## Kutipan Bacaan
Kaisar Qianlong (Chinese: 乾隆帝, pinyin: Qiánlóngdì, Wade-Giles: Ch'ien-lung Ti, Mongolian: Tengeriin Tetgesen Khaan, Manchu: Abkai Wehiyehe, Tibetan: lha skyong rgyal po, 25 September 1711 – 7 Februari 1799) terlahir dengan nama Hongli adalah
Kaisar bangsa Manchu, Dinasti Qing yang keenam dan merupakan
Kaisar Qing keempat yang memerintah Tiongkok.
Qianlong adalah putra keempat dari
Kaisar Yongzheng, dia memerintah secara resmi dari 11 Oktober 1736 sampai dengan 7 Februari 1795. Pada tanggal 8 Februari
Qianlong pensiunkan diri dan digantikan oleh anaknya,
Kaisar Jiaqing dengan alasan bahwa tidak etis bagi dirinya untuk memerintah lebih lama dari kakeknya,
Kaisar Kangxi. Walaupun
Qianlong sudah pensiun, akan tetapi dia masih memerintah di balik layar sampai kematiannya pada tahun 1799. Walaupun kesejahteraan menyertai Tiongkok pada awal pemerintahannya, hal tersebut tidak bertahan lama dan Tiongkok begitu halnya Dinasti Qing mengalami kemunduran pada masa akhir pemerintahannya.

## Data yang Diberikan
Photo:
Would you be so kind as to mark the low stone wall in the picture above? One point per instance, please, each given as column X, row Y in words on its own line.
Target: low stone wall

## Tugas yang Dikerjakan
1 > Menurut kutipan tentang Kaisar Qianlong, apa alasan Qianlong mundur dan menyerahkan takhta kepada anaknya?
2 > Teruskan kutipan tentang Kaisar Qianlong dengan beberapa kalimat yang menyambung langsung setelah kalimat terakhirnya.

## Jawaban Latihan
1 > Dia menganggap tidak etis memerintah lebih lama dari kakeknya, Kaisar Kangxi.

2 >
Awal Kehidupan
Ada mitos dan legenda yang menyatakan bahwa Hongli sebenarnya adalah seorang Han dan bukan keturunan Manchu, selain itu ada juga yang menyatakan bahwa Hongli adalah keturunan setengah Han dan setengah Manchu. Walaupun begitu, dari catatan sejarah, Hongli sangat dikagumi oleh Kakek dan Ayahnya yaitu
Kaisar Kangxi dan
Kaisar Yongzheng. Beberapa sejarawan berpendapat bahwa alasan utama
Kaisar Kangxi menunjuk Yongzheng sebagai penerusnya karena
Qianlong adalah cucu favoritnya. Dia merasa kepribadian dan watak Hongli sangat mirip dengan dirinya. Sebagai remaja, Hongli sangat ahli dalam hal seni bela diri, dan menunjukkan kemampuan yang luar biasa.
Setelah ayahnya menjadi
Kaisar pada tahun 1722, Hongli menjadi Pangeran Bao. Seperti halnya paman - pamannya, Hongli terjerumus dalam pertikaian merebut tahta dengan saudara setengah kandung (sama ayah, beda ibu), Hongshi, yang mendapat banyak dukungan dari pejabat istana, seperti halnya Yinsi, Pangeran Lian. Sudah bertahun - tahun Yongzheng tidak menunjuk putera mahkota, tetapi banyak orang yang berpendapat bahwa Hongli adalah calon favoritnya. Hongli dikirim keluar istana dalam rangka inspeksi di wilayah selatan, dan dikenal sebagai negosiator yang handal serta pemimpin yang bijak. Dia juga terpilih sebagai kepala pengurus pemerintahan sementara, ketika ayahnya sedang berpergian keluar kota.
Hongli menikah dengan seorang wanita Manchu dari keluara Fucha yang kemudian menjadi Permaisuri Xiao Xian Chun pada saat Hongli menjadi
Kaisar. Permaisuri Xian Chun adalah permaisuri pertama dan juga merupakan favorit
Qianlong, sayang Xian Chun meninggal pada usia muda.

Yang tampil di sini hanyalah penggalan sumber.